> [Soal Latihan]
[1] Salin dengan tepat sebagian teks tentang sejarah Korea Selatan. Mulailah dari kata-kata yang memuat "Selama era Perang", lalu berhenti sesudah "akibat Perang Korea.".
[2] Terjemahkan ke dalam bahasa Inggris kalimat berikut dari teks tentang sejarah Korea Selatan: "Korea Selatan (ROK), merdeka pada tanggal 15 Agustus 1948."
[3] Tulis lanjutan teks tentang kepemimpinan Korea Selatan di abad ke-20, dimulai tepat sesudah kalimat terakhirnya.

> [Teks Hasil Ekstraksi]
#####
Langsung ke konten utama

Bagaimana sejarah Korea Selatan bisa tumbuh sebaik sekarang?

Kepemimpinan Korea Selatan di Abad 20

Mendengar nama Korea Selatan, yang terlintas di benak kita pasti kebudayaan dan hiburan mereka. Entah Drama, K-Pop, ataupun sejarahnya,  Korea Selatan memang sangat menarik. 

Tapi, perlu diketahui bahwa hal-hal yang dilakukan untuk mendapat semua kemajuan itu tidaklah mudah. Korea Selatan sudah Jatuh-Bangun dalam mencapainya. 

Lantas bagaimana Sejarah kepemimpinan Korea Selatan di era Abad-20, yang pada akhirnya membawa pada kemajuan? 

Taegukgi    

Korea Selatan (ROK), merdeka pada tanggal 15 Agustus 1948. Sebelumnya, Korea Selatan diduduki oleh pasukan Sekutu (Amerika Serikat), sejak menyerahnya Jepang pada saat 14 Agustus 1945. Korea Selatan, merupakan sebuah negara yang terbentuk akibat permusuhan dua ideologi, yang membagi Korea menjadi dua negara berbeda, yang dipisahkan oleh Garis Pararel 38.

Era Sygman Rhee :
Presiden pertama Korea Selatan, bernama Sygman Rhee (1948–1960). Oleh karena itu, Rhee dikenal sebagai Bapak Negara dan Bapak Republik dari Korea Selatan. Dia dikenal sebagai seorang yang anti-komunis, terlebih pada pihak utara. Meskipun Rhee adalah Bapak Negara nya Korea Selatan, dia juga dikenal sebagai seorang diktator yang keji, akibat sikapnya yang anti-komunis garis keras. 

Syngman Rhee

Selama era Perang Korea, pihak di Utara sempat memukul mundur Selatan hingga ke wilayah Gyeongsan. Meski begitu Korea Selatan berhasil melawan balik dan membalikkan keadaan. Perang Korea sendiri membawa dampak yang sangat besar bagi keadaan sosial dan perekonomian Korea Selatan. Setidaknya ada 1 juta korban tewas dari pihak Korea Selatan, akibat Perang Korea.
#####
> [Bagian Data]
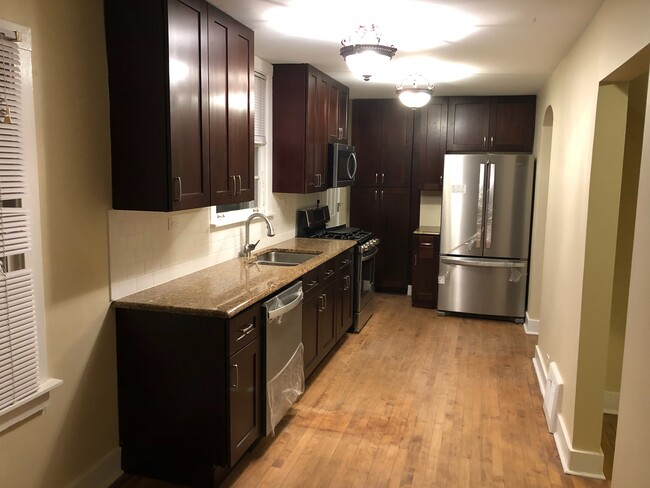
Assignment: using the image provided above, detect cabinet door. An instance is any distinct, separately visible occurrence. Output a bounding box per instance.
#####
> [Jawaban yang Diharapkan]
[1]
Selama era Perang Korea, pihak di Utara sempat memukul mundur Selatan hingga ke wilayah Gyeongsan. Meski begitu Korea Selatan berhasil melawan balik dan membalikkan keadaan. Perang Korea sendiri membawa dampak yang sangat besar bagi keadaan sosial dan perekonomian Korea Selatan. Setidaknya ada 1 juta korban tewas dari pihak Korea Selatan, akibat Perang Korea.

[2] South Korea (ROK) became independent on August 15, 1948.

[3]
Gejolak Politik selama era 1950-an juga sangatlah kacau. Selama era itu pula Rhee mulai menunjukkan kediktatoran nya yang serakah. Rhee sempat mengadakan amendemen konstitusi, agar Presiden dipilih langsung saja. Tindakannya itu tentu sangat ditentang, tapi dia tidak menyerah. Rhee memerintahkan untuk menangkap para anggota parlemen yang menentang, demonstran, dan kelompok anti-pemerintah.

Saat pemilu 1954, usaha Rhee berhasil. Ia terpilih kembali menjadi Presiden dengan cara curang. Selama kediktatoran nya itu, Rhee juga semakin gencar mencari mata-mata Korea Utara, untuk dieksekusi. Tak jarang ia juga asal menuduh targetnya. Rhee juga kembali berulah dalam Pemilu 1960. Dia kembali melakukan kecurangan, dan tindakannya ini sudah tidak bisa ditolerir. Perekonomian Korea Selatan saat itu sudah sangat kacau, mahasiswa pun memulai demonstrasi untuk memprotes Rhee. Apa yang disebut sebagai Revolusi April  menjadi awal kejatuhan Rhee. 

Demonstran Revolusi April

Pada awalnya, protes itu sukses dipadamkan dengan memakai kekerasan, dan belum menimbulkan gelombang kemarahan. Akan tetapi, ketika ditemukan sebuah mayat seorang mahasiswa, seluruh masyarakat Korea Selatan dibuat mendidih. Karena dengan adanya penemuan mayat itu, masyarakat semakin tahu bahwa pemerintahan Rhee sudah Tirani dan sangat otoriter. Gelombang protes pun meningkat pesat, yang tidak hanya diikuti oleh mahasiswa, tetapi juga seluruh kalangan masyarakat Korea Selatan. 

Rhee pada akhirnya mundur dari kursi presiden pada tanggal 26 April 1960, setelah didesak untuk mundur. Rhee kemudian melarikan diri dan meninggalkan Korea Selatan dengan kondisi nya yang sudah kacau. 


Era Yun Posun :
Korea Selatan pada akhirnya dipimpin oleh Yun Posun (1960-1962), yang dulunya pernah menjabat sebagai Wali Kota Seoul. Dalam masa jabatan nya, Yun telah mengubah sistem pemerintahan ke Parlementer. Yun sendiri, hanya dijadikan sebagai boneka pemerintahan yang kelak dikudeta. 

Yun Posun

Benar saja, pada 16 Mei 1961 Yun akhirnya dikudeta oleh pihak militer dibawah pimpinan Jendral Park Chung-Hee. Alasan kudetanya sendiri cukup masuk akal, karena selama 13 bulan kepimpinan Yun, keadaan Korea Selatan bukannya semakin baik, tetapi justru bertambah buruk. Yun sendiri baru mengundurkan diri dari jabatan Presiden pada tahun 1962.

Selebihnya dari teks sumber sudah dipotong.